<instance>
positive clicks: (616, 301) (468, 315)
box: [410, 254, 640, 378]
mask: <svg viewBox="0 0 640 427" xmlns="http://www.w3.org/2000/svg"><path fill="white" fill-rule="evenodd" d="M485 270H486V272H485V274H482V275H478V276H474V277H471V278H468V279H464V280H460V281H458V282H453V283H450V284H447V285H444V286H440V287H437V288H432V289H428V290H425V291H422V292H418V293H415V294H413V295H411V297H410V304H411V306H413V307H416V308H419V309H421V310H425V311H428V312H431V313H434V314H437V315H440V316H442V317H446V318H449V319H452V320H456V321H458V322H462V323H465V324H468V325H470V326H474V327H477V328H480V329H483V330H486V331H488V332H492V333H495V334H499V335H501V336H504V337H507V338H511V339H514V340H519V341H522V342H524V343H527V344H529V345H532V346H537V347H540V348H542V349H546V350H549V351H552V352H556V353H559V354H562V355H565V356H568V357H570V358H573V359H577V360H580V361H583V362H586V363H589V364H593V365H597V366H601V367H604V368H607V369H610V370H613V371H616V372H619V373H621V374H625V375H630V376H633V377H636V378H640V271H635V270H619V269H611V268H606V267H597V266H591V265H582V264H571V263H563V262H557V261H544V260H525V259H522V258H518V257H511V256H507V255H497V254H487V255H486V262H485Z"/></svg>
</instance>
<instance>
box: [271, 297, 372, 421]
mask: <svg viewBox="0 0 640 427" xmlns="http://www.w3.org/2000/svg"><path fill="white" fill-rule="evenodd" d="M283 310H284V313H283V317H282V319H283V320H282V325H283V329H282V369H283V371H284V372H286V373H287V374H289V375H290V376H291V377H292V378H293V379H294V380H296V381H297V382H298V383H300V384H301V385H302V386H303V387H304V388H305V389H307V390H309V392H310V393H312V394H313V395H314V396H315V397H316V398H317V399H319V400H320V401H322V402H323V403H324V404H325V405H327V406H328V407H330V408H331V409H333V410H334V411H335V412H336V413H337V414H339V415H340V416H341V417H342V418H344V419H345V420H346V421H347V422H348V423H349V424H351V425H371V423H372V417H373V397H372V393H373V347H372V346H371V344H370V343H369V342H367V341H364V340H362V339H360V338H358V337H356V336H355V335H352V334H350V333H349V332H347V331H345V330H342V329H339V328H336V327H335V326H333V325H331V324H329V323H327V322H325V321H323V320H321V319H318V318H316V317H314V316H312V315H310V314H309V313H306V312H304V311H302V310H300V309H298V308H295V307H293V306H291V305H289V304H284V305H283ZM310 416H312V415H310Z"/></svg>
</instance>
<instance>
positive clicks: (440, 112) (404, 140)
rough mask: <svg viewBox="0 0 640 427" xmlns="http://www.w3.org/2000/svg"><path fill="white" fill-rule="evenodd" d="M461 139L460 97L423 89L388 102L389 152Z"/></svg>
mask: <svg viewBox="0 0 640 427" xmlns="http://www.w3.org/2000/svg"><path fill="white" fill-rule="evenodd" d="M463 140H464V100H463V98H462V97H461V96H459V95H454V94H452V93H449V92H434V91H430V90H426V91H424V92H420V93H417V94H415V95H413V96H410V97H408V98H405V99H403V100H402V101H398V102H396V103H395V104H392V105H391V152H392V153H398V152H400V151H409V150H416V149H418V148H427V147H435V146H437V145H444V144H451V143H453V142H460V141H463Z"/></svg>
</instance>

* _Description of the task_
Go through the listing and write out each line exactly.

* _Completed task_
<instance>
positive clicks: (616, 301) (468, 315)
box: [410, 254, 640, 378]
mask: <svg viewBox="0 0 640 427" xmlns="http://www.w3.org/2000/svg"><path fill="white" fill-rule="evenodd" d="M485 270H486V272H485V274H482V275H478V276H474V277H471V278H468V279H464V280H460V281H458V282H453V283H450V284H447V285H444V286H440V287H437V288H432V289H428V290H425V291H422V292H418V293H415V294H413V295H411V297H410V304H411V306H413V307H416V308H419V309H421V310H425V311H428V312H431V313H434V314H437V315H440V316H442V317H446V318H449V319H452V320H456V321H458V322H462V323H465V324H468V325H470V326H474V327H477V328H480V329H483V330H486V331H488V332H492V333H495V334H499V335H501V336H504V337H507V338H511V339H514V340H519V341H522V342H524V343H527V344H529V345H532V346H537V347H540V348H542V349H546V350H549V351H552V352H556V353H559V354H562V355H565V356H568V357H570V358H573V359H577V360H580V361H583V362H586V363H589V364H593V365H597V366H601V367H604V368H607V369H610V370H613V371H616V372H619V373H621V374H625V375H630V376H633V377H636V378H640V271H635V270H619V269H611V268H606V267H597V266H591V265H582V264H571V263H563V262H557V261H544V260H525V259H522V258H518V257H511V256H507V255H497V254H487V255H486V262H485Z"/></svg>
</instance>
<instance>
box: [271, 297, 372, 421]
mask: <svg viewBox="0 0 640 427" xmlns="http://www.w3.org/2000/svg"><path fill="white" fill-rule="evenodd" d="M283 310H284V313H283V317H282V319H283V320H282V325H283V329H282V369H283V371H284V372H286V373H287V374H289V375H290V376H291V377H292V378H293V379H294V380H296V381H297V382H298V383H300V384H301V385H302V386H303V387H304V388H305V389H307V390H309V392H310V393H312V394H313V395H314V396H315V397H316V398H317V399H319V400H320V401H322V402H323V403H324V404H325V405H327V406H328V407H330V408H331V409H333V410H334V411H335V412H336V413H337V414H339V415H340V416H341V417H342V418H344V419H345V420H346V421H347V422H348V423H349V424H351V425H371V423H372V417H373V397H372V393H373V347H372V346H371V344H370V343H369V342H367V341H364V340H362V339H360V338H358V337H356V336H355V335H352V334H350V333H349V332H347V331H345V330H342V329H339V328H336V327H335V326H333V325H331V324H329V323H327V322H325V321H323V320H321V319H318V318H316V317H314V316H312V315H310V314H309V313H306V312H304V311H302V310H300V309H298V308H295V307H293V306H291V305H289V304H284V305H283ZM310 416H312V415H310Z"/></svg>
</instance>
<instance>
positive clicks: (440, 112) (404, 140)
rough mask: <svg viewBox="0 0 640 427" xmlns="http://www.w3.org/2000/svg"><path fill="white" fill-rule="evenodd" d="M461 139L460 97L423 89L388 102L389 152Z"/></svg>
mask: <svg viewBox="0 0 640 427" xmlns="http://www.w3.org/2000/svg"><path fill="white" fill-rule="evenodd" d="M463 140H464V100H463V98H462V97H461V96H459V95H454V94H452V93H449V92H434V91H430V90H426V91H424V92H420V93H417V94H415V95H413V96H410V97H408V98H405V99H403V100H402V101H398V102H396V103H395V104H392V105H391V152H392V153H398V152H400V151H409V150H416V149H418V148H427V147H435V146H437V145H444V144H451V143H453V142H460V141H463Z"/></svg>
</instance>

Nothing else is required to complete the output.